# Written request:
Please return every line from the rows below that contains the string "meadow", treating uppercase and lowercase as different.

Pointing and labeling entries

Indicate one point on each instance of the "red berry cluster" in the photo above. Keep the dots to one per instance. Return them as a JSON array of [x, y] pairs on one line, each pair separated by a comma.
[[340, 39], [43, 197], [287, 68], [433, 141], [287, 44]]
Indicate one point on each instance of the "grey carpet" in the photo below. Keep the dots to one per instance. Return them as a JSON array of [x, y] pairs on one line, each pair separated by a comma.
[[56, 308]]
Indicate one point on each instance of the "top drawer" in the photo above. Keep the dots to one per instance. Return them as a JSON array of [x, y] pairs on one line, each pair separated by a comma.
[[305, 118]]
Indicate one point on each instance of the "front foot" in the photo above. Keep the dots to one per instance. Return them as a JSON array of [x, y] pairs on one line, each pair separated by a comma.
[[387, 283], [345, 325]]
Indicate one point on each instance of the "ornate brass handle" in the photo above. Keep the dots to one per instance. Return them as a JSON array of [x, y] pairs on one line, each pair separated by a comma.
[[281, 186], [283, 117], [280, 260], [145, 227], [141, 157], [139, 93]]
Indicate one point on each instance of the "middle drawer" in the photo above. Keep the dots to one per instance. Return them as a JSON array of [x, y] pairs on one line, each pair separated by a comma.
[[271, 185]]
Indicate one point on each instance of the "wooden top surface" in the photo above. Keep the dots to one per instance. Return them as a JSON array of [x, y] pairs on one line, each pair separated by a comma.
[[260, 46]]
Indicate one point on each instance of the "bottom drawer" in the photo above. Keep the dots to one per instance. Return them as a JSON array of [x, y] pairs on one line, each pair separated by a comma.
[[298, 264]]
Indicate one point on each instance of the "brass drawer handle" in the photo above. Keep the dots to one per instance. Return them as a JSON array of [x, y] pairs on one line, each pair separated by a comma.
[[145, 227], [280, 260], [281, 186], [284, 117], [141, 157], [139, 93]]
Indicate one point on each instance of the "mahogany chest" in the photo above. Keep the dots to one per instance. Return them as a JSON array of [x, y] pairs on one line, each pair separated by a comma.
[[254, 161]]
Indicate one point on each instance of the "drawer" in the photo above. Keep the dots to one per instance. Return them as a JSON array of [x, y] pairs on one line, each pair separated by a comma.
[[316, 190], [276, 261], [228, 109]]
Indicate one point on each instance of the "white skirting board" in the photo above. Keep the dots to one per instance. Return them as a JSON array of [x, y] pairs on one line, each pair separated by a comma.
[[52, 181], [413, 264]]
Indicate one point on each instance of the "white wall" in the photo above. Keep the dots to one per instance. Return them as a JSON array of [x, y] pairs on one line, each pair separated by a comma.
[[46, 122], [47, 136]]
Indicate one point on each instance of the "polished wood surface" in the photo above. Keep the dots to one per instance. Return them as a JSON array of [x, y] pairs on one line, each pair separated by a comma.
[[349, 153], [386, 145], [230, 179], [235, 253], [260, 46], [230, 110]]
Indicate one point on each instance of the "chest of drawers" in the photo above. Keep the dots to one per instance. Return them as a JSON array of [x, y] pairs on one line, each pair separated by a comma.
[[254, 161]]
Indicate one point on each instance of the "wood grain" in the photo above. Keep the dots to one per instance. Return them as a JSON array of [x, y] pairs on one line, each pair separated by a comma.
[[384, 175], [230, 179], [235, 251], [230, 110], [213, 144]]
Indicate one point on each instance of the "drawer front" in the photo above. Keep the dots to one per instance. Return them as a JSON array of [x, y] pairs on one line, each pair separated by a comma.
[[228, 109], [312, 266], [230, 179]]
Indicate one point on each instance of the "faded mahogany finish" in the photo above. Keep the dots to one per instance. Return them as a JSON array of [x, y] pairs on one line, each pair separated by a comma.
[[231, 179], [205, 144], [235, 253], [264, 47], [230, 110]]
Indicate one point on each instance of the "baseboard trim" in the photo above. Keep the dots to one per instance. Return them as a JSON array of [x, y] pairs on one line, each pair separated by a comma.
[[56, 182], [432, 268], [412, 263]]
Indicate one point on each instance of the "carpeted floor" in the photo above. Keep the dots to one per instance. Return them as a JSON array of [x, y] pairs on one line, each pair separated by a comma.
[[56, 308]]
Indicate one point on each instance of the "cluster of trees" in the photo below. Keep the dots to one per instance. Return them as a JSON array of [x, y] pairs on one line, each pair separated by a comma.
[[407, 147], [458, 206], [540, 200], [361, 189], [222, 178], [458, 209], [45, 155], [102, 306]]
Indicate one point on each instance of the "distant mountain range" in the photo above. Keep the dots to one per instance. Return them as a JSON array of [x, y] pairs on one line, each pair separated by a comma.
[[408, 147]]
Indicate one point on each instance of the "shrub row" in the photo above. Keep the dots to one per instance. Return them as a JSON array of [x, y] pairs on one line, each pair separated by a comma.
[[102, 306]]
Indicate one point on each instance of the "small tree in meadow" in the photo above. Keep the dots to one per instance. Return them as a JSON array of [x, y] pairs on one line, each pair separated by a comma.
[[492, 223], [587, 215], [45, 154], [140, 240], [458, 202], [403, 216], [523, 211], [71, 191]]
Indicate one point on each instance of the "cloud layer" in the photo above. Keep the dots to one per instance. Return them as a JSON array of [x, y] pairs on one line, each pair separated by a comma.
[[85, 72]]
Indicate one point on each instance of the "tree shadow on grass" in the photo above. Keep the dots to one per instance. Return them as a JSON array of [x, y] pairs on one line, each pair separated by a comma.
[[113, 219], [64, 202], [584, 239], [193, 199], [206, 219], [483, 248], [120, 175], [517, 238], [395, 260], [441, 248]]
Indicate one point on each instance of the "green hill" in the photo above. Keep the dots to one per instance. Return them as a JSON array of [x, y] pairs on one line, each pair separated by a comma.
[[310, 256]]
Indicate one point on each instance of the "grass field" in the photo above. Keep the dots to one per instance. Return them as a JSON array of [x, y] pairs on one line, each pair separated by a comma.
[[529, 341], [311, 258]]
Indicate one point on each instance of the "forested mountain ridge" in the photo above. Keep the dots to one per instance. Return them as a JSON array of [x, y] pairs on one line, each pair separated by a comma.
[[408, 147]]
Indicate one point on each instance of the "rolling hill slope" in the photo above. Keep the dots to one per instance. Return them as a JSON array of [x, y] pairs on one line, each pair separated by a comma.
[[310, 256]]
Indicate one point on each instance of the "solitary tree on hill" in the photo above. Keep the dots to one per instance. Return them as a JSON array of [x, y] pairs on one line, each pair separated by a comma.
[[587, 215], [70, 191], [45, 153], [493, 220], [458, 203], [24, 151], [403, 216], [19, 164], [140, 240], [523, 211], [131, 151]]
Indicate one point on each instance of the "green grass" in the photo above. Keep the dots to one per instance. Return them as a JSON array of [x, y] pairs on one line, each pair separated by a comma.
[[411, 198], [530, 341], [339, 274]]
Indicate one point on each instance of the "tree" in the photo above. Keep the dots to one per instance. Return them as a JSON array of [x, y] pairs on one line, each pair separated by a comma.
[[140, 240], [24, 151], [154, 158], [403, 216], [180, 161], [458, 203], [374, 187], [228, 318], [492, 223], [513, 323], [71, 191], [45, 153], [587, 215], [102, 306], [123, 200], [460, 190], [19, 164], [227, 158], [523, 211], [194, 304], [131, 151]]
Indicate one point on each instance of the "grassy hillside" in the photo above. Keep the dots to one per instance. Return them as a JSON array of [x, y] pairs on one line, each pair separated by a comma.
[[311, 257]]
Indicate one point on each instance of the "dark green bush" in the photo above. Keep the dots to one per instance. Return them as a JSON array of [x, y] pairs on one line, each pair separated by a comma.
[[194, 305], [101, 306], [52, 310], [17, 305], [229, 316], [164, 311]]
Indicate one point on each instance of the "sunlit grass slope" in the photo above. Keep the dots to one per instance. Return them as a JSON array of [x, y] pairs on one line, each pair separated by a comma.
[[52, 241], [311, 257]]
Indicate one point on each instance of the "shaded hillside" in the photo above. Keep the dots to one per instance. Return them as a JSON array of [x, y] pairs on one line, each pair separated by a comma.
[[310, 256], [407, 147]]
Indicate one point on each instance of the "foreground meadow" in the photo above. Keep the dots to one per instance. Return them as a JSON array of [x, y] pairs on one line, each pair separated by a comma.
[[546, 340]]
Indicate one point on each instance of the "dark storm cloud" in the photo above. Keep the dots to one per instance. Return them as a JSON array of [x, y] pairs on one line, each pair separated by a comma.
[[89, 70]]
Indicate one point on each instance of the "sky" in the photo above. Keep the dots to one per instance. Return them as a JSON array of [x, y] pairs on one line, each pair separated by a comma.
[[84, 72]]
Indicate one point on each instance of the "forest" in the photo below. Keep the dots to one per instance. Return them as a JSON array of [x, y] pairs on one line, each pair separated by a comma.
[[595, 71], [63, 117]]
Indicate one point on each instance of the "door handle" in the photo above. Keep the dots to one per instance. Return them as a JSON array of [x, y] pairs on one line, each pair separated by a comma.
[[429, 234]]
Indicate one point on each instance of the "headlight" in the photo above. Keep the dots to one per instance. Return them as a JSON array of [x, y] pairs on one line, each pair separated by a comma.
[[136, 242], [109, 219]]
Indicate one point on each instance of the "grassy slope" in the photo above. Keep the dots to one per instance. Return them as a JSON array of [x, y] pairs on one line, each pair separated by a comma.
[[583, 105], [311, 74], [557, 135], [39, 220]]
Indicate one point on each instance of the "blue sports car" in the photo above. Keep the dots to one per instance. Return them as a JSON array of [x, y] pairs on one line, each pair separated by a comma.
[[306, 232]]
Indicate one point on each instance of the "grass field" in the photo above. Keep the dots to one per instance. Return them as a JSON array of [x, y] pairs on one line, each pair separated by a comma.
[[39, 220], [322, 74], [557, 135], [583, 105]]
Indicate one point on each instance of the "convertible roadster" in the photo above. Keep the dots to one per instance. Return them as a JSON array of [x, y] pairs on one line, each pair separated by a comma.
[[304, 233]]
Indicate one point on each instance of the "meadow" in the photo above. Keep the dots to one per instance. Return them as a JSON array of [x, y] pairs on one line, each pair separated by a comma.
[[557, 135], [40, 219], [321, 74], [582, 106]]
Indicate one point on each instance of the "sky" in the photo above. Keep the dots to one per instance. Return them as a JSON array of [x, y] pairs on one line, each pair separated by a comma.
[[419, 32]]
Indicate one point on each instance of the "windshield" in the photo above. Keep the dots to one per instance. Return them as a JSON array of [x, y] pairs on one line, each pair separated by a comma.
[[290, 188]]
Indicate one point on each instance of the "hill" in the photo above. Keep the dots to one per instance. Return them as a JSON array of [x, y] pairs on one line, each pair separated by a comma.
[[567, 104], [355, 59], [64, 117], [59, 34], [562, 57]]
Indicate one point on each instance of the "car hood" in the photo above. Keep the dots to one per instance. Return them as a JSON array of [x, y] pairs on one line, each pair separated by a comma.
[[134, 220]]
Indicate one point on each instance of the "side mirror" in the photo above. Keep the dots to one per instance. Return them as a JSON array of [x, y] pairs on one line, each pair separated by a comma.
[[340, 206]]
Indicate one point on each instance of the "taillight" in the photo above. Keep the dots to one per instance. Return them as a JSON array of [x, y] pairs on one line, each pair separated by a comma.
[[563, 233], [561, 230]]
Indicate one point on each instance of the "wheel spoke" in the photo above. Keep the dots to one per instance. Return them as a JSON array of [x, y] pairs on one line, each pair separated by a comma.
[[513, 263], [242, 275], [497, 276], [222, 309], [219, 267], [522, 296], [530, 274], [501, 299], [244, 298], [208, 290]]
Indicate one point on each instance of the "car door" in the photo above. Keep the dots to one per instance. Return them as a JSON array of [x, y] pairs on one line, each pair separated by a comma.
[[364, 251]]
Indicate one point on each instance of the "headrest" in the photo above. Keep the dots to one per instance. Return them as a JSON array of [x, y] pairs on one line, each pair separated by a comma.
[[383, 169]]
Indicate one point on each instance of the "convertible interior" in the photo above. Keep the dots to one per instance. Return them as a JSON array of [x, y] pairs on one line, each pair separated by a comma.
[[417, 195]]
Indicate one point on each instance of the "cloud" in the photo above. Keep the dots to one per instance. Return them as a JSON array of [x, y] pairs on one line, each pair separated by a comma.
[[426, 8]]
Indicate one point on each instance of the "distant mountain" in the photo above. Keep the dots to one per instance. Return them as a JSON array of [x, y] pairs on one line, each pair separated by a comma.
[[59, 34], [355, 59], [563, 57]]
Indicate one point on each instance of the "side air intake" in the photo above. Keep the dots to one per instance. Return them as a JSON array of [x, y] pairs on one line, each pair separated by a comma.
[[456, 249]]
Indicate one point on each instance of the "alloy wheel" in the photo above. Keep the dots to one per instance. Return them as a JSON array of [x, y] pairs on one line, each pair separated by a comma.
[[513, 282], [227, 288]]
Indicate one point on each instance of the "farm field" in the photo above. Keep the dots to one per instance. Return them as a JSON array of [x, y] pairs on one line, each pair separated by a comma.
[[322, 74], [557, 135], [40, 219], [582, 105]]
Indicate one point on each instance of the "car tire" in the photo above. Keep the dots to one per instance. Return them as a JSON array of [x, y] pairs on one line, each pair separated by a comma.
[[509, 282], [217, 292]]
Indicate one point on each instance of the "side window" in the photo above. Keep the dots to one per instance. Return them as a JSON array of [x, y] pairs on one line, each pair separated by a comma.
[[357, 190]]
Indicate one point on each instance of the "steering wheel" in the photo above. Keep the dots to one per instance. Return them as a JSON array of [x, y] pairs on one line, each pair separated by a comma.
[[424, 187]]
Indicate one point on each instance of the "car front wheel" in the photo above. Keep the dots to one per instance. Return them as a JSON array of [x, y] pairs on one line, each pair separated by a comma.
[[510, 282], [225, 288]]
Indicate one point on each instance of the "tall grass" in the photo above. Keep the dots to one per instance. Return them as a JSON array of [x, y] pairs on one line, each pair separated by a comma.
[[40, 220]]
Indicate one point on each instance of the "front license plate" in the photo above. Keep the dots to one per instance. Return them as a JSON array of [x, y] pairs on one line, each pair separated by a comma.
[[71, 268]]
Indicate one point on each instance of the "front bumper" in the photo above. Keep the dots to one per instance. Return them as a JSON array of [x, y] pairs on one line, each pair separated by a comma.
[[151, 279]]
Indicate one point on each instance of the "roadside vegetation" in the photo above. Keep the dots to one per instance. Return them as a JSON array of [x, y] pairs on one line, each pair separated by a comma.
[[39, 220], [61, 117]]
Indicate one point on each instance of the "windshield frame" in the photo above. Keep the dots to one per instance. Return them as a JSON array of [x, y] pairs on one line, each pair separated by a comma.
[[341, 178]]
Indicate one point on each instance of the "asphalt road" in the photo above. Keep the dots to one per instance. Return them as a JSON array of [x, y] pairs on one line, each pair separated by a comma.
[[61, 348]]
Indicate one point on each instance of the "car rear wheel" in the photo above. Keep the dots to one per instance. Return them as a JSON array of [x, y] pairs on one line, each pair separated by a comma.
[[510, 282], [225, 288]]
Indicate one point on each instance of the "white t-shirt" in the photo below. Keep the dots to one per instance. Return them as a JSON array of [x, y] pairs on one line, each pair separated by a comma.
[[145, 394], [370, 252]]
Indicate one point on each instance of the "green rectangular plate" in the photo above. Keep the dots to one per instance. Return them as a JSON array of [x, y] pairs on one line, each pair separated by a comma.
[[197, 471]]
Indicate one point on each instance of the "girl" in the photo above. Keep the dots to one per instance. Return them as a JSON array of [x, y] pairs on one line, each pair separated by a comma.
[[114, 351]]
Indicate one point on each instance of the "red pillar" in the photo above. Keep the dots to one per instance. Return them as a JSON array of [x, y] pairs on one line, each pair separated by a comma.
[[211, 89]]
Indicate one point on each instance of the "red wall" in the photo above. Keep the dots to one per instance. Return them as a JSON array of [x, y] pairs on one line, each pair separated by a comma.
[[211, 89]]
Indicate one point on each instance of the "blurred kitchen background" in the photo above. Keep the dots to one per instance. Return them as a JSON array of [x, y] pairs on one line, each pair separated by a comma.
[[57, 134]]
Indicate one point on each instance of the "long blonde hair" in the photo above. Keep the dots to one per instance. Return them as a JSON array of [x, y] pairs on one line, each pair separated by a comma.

# Solution to the problem:
Indicate one point on each instance of the "small tree in meadow" in the photo above. Keep the dots to one per instance. Return them as a JSON array of [x, y] pairs on one line, each pair separated by a comma.
Indicate one point on each instance of the "foreground meadow" in the photo above. Keep the dots to one per instance. Return them as a JSON array of [x, y] pairs on one line, each pair separated by a comma.
Indicate one point on each instance of the "meadow" in the photo above. Keep the dots to one per instance. Return them as a JSON array of [x, y] pairs on one line, each pair separated by a comma.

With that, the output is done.